** Aim of the task **
Pull out every line of the data below that contains the string "fill". Case matters, so uppercase and lowercase letters do not match each other.

** Supplied data **
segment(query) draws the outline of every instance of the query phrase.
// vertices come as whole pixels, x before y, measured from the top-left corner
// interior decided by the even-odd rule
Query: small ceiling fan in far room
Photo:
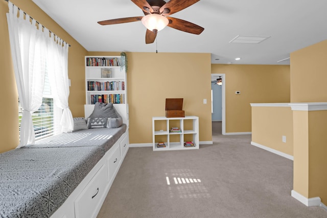
[[[186,20],[167,16],[181,11],[199,1],[170,0],[166,3],[163,0],[131,0],[142,9],[145,16],[99,21],[98,23],[101,25],[109,25],[142,21],[147,28],[145,35],[147,44],[153,43],[158,31],[167,26],[181,31],[199,35],[204,30],[203,28]]]
[[[219,78],[217,79],[217,81],[213,80],[213,81],[211,81],[211,82],[213,83],[216,83],[218,85],[221,85],[223,84],[223,80],[221,78],[221,76],[219,76]]]

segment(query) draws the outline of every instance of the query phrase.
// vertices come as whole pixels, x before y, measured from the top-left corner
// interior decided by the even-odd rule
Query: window
[[[56,110],[54,105],[54,100],[51,94],[51,88],[48,76],[45,73],[44,86],[43,91],[42,104],[37,111],[32,114],[33,126],[35,133],[35,141],[55,135],[55,120]],[[20,122],[22,108],[18,99],[18,121],[19,122],[19,131],[20,130]]]

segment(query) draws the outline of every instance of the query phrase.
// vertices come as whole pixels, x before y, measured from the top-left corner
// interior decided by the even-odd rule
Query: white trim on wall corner
[[[274,153],[275,155],[279,155],[279,156],[283,157],[284,158],[286,158],[288,159],[290,159],[292,161],[294,161],[294,157],[290,155],[288,155],[287,154],[284,153],[283,152],[279,151],[279,150],[275,150],[274,149],[271,148],[269,147],[265,146],[264,145],[261,145],[260,144],[258,144],[254,142],[251,142],[251,144],[252,145],[255,146],[255,147],[258,147],[259,148],[263,149],[264,150],[267,150],[268,151],[271,152],[272,153]]]
[[[200,145],[212,145],[214,144],[212,141],[201,141],[199,142]]]
[[[291,195],[293,198],[295,198],[297,201],[299,201],[308,207],[310,207],[312,206],[318,206],[325,208],[326,206],[321,203],[321,200],[319,197],[314,197],[308,199],[305,197],[302,194],[300,194],[294,190],[292,190],[291,191]]]
[[[225,134],[225,135],[231,136],[231,135],[251,135],[252,134],[252,132],[239,132],[237,133],[226,133]]]
[[[320,203],[320,207],[321,207],[322,208],[323,208],[325,210],[327,210],[327,206],[325,205],[324,204],[322,204],[322,203]]]
[[[129,147],[152,147],[152,143],[130,144]]]

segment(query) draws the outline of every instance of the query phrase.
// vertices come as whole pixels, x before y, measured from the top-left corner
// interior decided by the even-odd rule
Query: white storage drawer
[[[126,136],[122,140],[120,143],[121,147],[121,157],[125,155],[127,148],[128,148],[128,136]]]
[[[76,217],[94,217],[96,216],[102,203],[100,200],[105,193],[107,185],[107,167],[100,169],[76,199],[74,204]]]
[[[112,154],[108,159],[108,176],[109,181],[111,181],[115,175],[116,170],[118,170],[118,166],[121,161],[121,150],[119,145],[117,146],[112,147],[110,148],[113,149]]]

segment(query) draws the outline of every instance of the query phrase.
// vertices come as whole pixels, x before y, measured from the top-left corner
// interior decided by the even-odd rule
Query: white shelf
[[[127,104],[127,88],[126,72],[125,67],[115,66],[88,66],[88,60],[105,59],[115,60],[113,62],[116,63],[122,63],[120,56],[91,56],[85,57],[85,90],[86,104],[94,104],[97,101],[101,101],[104,103],[111,102],[114,104]],[[116,61],[115,60],[118,60]],[[107,61],[107,63],[110,62]],[[111,70],[111,77],[104,78],[101,77],[101,69],[106,69]],[[108,82],[106,83],[106,82]],[[113,84],[116,82],[117,86],[112,90],[109,90],[110,82]],[[115,84],[116,83],[115,82]],[[98,86],[97,86],[98,85]],[[104,86],[106,86],[105,90]],[[101,90],[98,90],[96,87],[101,87]],[[110,87],[109,87],[110,86]],[[119,87],[118,88],[118,87]],[[93,90],[96,89],[96,90]],[[101,98],[100,97],[101,96]]]
[[[178,127],[180,132],[170,132],[173,127]],[[190,141],[195,146],[184,147],[184,142]],[[166,147],[157,147],[159,142],[165,142]],[[199,117],[152,117],[152,143],[153,150],[199,149]]]

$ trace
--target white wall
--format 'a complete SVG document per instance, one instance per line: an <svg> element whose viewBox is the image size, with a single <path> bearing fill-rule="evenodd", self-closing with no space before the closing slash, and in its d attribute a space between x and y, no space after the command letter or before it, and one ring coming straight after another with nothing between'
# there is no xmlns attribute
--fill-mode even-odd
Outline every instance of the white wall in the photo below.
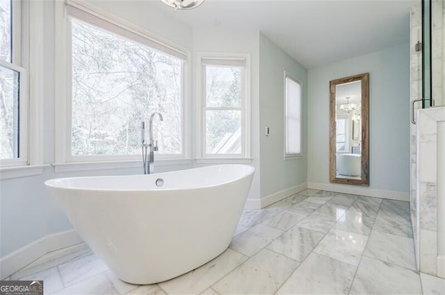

** Task answer **
--format 'a complete SVG document per instance, one instance per line: an <svg> element whose viewBox is the image size, with a single <path> bearing fill-rule="evenodd", self-closing with no space before the closing slash, and in its d attribute a space between x and y, no space after the command letter or before it, and one ring coming straight after another with nothing between'
--fill-mode even-odd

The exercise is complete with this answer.